The introduction of the above assumptions mainly corrects the orientation before starting the alignment process, thus reducing the problem to almost pure translation. In addition, even minimal GNSS coverage at the take-off point provides an initial guess that makes the problem converge more accurately and faster. In case no GNSS coverage is available, the approximate coordinate of the take-off point with respect to the total station 3D map can be entered manually.

In addition to the above assumptions, in case of significant changes between reality and the reference map obtained with the total station due to catastrophes or severe structural failures, the discordant areas of the reference map should be removed. Alternatively, a map of the new state of the structure can be created with the same reference origin as the previous one.

3.2. Relative Localization System

The purpose of the relative localization system is to find the transform {$T_{LD}$}, which describes the motion of the aerial robot from its take-off point. This take-off point will be located near the viaduct, on a flat surface parallel to the horizon so that the UAV can take off safely. This localization is performed using only current readings from the onboard sensors and does not require any prior data. It is desirable that this localization is as accurate as possible and minimizes drift over time, as much as possible, to avoid a significant divergence between the UAV’s perceived and actual poses.

The relative localization system makes use of the LIDAR and a 9-axis IMU to calculate the UAV’s pose at each instant. The algorithm operates at high frequency in real time, updating the pose at the same frequency as the IMU, which in the case of AERO-CAM is 400 Hz. The LIDAR is set to an operating frequency of 10 Hz. This algorithm is executed entirely onboard the aerial robot in the equipped Intel NUC. Despite running in real time, this algorithm has the highest processing load among the programs executed. It is of vital importance to the system, as it provides localization feedback to the UAV control algorithm, so that it can ensure a stable flight while navigating autonomously to the desired target points. The localization algorithm is based on LIO-SAM [35] and its general architecture is adapted to AERO-CAM as shown in Figure 8.

---*---

Task goal: Print the UAV localization passage word for word, from "3.2. Relative Localization System" up to and including "and actual poses.". The material has no connection to the UAV localization passage.

Dataset extract:

---*---

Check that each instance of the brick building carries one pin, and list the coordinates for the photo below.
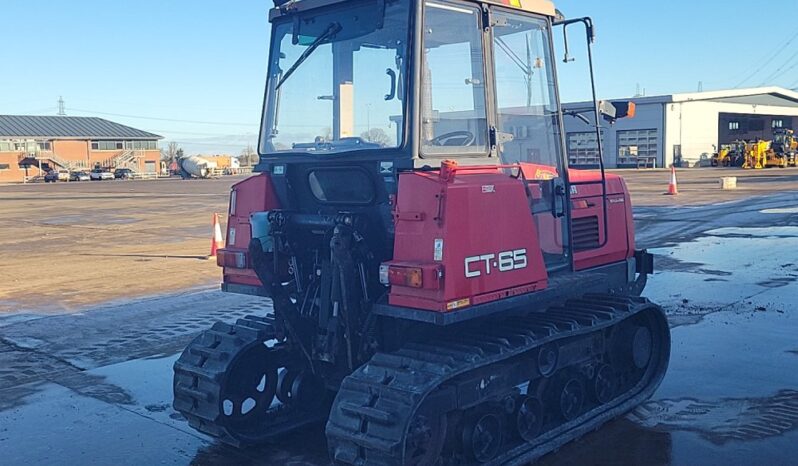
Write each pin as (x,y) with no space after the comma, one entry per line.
(30,145)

---*---

Worked solution:
3.2. Relative Localization System

The purpose of the relative localization system is to find the transform {$T_{LD}$}, which describes the motion of the aerial robot from its take-off point. This take-off point will be located near the viaduct, on a flat surface parallel to the horizon so that the UAV can take off safely. This localization is performed using only current readings from the onboard sensors and does not require any prior data. It is desirable that this localization is as accurate as possible and minimizes drift over time, as much as possible, to avoid a significant divergence between the UAV’s perceived and actual poses.